### PROVIDED PASSAGE
■ ■ ■
Well not really smuggled... I showed it to the security at the checkpoint and they just waved me past, so yeah... security :D
A nice ending to my trip in India. I loved it. Here some more random pictures:

Pigs! Just casually lying at a big road around Gurgaon
Big mama

2 gangstas walked past me like this #nohomo

Donnerstag, 20. Oktober 2016

Mumbai

After the adventures of Goa I headed to another indian metropolis: Mumbai!
I took a night train from Margaon to Mumbai. I sat down at my seat and was suprised the train was so empty! About an hour later when the train stopped at an station I noticed people staring at me. It was an entire indian family. Apparently they reserved the other berths in the compartment and were flabbergasted at what a white person was doing in their seat. They stood there for a few seconds staring at me. Their faces were priceless! Slowly they arranged and sked me if I was really in the right seat, so I showed them my ticket and they realised the family was split into 3 groups.. They didn't ask me to swap or anything or talked to me after that. I heard them joking using the word "english", I guess they were wondering about if they'd have to use english now that I was in their midst.
■ ■ ■
### MATERIAL SUPPLIED
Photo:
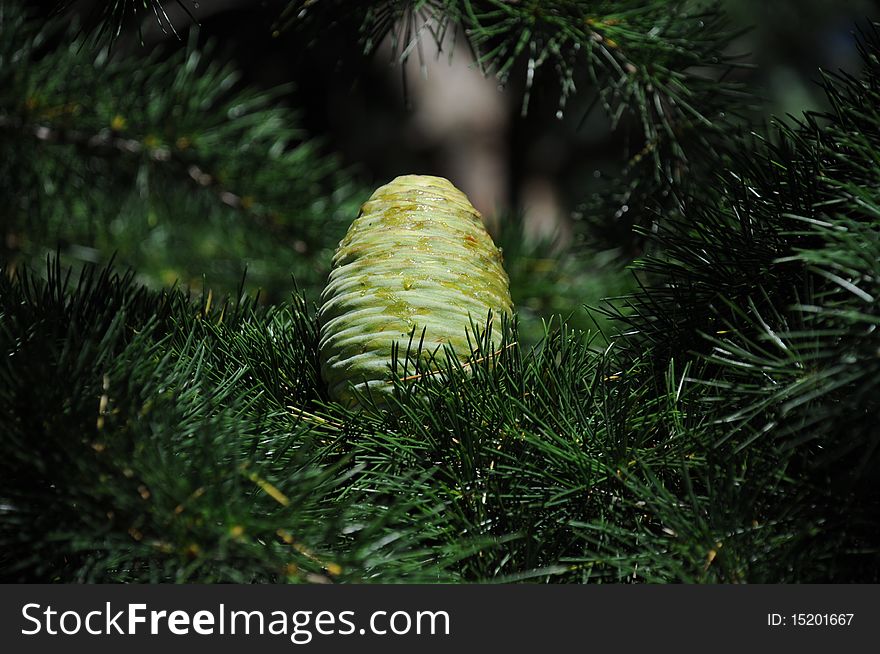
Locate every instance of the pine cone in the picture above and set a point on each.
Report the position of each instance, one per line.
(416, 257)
■ ■ ■
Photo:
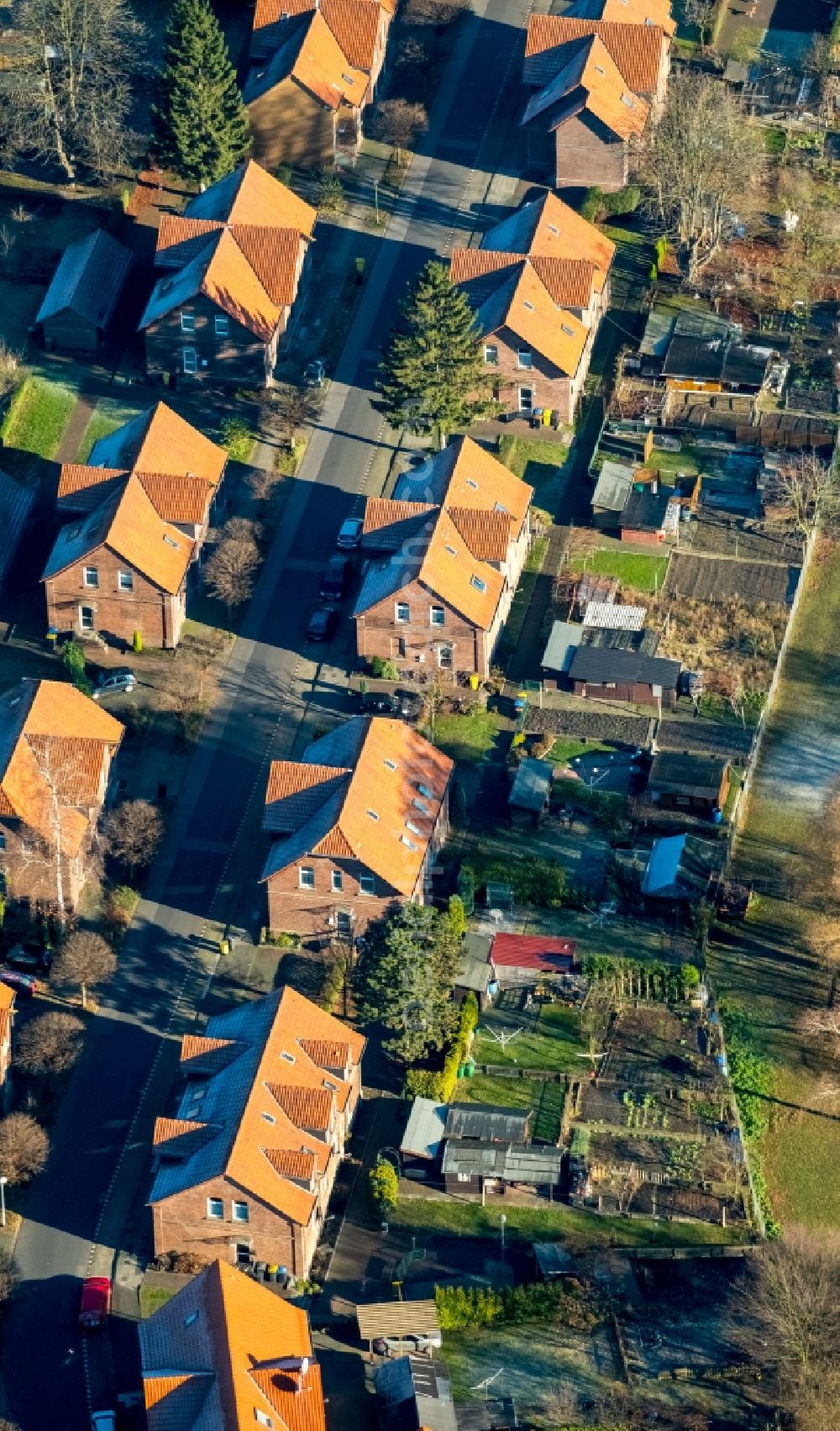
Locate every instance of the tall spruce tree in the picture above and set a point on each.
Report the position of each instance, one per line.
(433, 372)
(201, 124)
■ ■ ■
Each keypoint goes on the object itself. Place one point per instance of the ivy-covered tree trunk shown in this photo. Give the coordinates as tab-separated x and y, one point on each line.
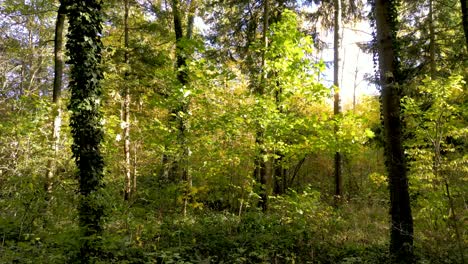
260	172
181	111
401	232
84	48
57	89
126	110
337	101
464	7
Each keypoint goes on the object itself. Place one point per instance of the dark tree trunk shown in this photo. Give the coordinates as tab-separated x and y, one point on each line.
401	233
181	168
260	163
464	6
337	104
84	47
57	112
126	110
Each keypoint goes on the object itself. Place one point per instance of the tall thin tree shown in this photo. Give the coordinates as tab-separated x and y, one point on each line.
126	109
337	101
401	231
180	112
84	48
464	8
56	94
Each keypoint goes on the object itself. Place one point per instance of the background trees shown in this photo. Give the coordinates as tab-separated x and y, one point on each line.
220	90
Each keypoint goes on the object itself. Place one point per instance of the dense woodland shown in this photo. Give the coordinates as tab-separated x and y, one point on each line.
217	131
■ ■ ■
### WRITTEN PROBLEM 1
Swap "metropolis" for "city" in the travel post, starting with "Well not really" and going on through "indian metropolis: Mumbai!".
### WRITTEN PROBLEM 2
Answer these from the travel post:
(a) What animals were lying at a big road around Gurgaon?
(b) From where did the night train to Mumbai depart?
(c) Into how many groups was the Indian family's seating split?

### FULL OUTPUT 1
Well not really smuggled... I showed it to the security at the checkpoint and they just waved me past, so yeah... security :D
A nice ending to my trip in India. I loved it. Here some more random pictures:

Pigs! Just casually lying at a big road around Gurgaon
Big mama

2 gangstas walked past me like this #nohomo

Donnerstag, 20. Oktober 2016

Mumbai

After the adventures of Goa I headed to another indian city: Mumbai!

### FULL OUTPUT 2
(a) Pigs
(b) Margaon
(c) 3